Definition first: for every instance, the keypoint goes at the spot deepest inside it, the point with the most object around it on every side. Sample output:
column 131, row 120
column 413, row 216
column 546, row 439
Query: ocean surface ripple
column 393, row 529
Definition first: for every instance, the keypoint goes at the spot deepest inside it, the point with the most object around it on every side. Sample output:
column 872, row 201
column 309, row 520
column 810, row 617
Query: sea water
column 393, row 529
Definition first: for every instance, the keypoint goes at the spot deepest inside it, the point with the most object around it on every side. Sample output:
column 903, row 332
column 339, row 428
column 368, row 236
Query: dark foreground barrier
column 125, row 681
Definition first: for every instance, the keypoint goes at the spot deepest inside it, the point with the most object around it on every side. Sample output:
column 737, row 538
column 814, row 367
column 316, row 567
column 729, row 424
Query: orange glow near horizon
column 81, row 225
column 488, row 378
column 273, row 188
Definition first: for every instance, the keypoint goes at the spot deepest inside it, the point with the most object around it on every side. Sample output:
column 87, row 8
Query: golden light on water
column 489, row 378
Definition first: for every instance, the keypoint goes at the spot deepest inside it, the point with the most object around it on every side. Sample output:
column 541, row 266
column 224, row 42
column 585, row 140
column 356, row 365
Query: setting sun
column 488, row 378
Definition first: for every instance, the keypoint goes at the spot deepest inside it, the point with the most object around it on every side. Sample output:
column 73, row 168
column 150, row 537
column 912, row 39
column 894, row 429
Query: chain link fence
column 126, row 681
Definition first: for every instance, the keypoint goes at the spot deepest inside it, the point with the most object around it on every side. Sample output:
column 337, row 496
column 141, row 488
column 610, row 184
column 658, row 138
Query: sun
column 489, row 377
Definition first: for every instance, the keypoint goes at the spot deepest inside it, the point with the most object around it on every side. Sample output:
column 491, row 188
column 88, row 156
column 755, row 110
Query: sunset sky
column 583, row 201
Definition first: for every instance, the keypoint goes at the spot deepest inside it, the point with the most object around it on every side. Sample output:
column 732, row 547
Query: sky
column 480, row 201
========================================
The lines above should be duplicated exactly.

■ **Task result**
Definition first: for every instance, the keypoint goes at the spot deepest inside it, the point with the most object around it on every side. Sample output:
column 131, row 120
column 413, row 216
column 546, row 439
Query: ocean surface ripple
column 393, row 529
Definition first: for every instance, the keypoint goes at the spot deepest inside it, the point with the most object around it on every side. Sample output:
column 872, row 201
column 309, row 520
column 810, row 617
Query: sea water
column 393, row 529
Definition first: for every instance, the keypoint goes at the spot deepest inside it, the point with the most object around it on every side. Sample output:
column 903, row 332
column 339, row 428
column 368, row 236
Query: dark foreground barrier
column 125, row 681
Definition first: for every instance, the keypoint goes at the spot deepest inside it, the point with the most object around it on every side. Sample output:
column 737, row 538
column 814, row 367
column 316, row 567
column 729, row 424
Query: orange glow near horizon
column 81, row 225
column 488, row 378
column 273, row 188
Definition first: for every instance, the keypoint goes at the spot deepest inside it, the point with the most object around it on every side. Sample output:
column 87, row 8
Query: golden light on water
column 489, row 378
Definition first: for every instance, the keypoint goes at the spot deepest inside it, the point with the most object around it on every side. Sample output:
column 541, row 266
column 224, row 42
column 585, row 140
column 356, row 365
Query: setting sun
column 488, row 378
Definition first: for every instance, the keypoint goes at the spot deepest inside it, the point with the most object around it on every side. Sample output:
column 73, row 168
column 150, row 537
column 912, row 39
column 894, row 429
Query: chain link fence
column 126, row 681
Definition first: for every instance, the keypoint goes at the spot deepest inside it, the point with the most object around it on every side. Sample output:
column 337, row 496
column 141, row 488
column 610, row 184
column 658, row 138
Query: sun
column 489, row 377
Definition first: for every instance, the keypoint goes at the spot deepest inside it, the point with the most object around it on every side. Sample output:
column 491, row 188
column 88, row 156
column 755, row 110
Query: sunset sky
column 583, row 201
Definition first: for every instance, the keypoint goes at the spot deepest inside it, the point with the most object around it on every side. Sample output:
column 732, row 547
Query: sky
column 480, row 201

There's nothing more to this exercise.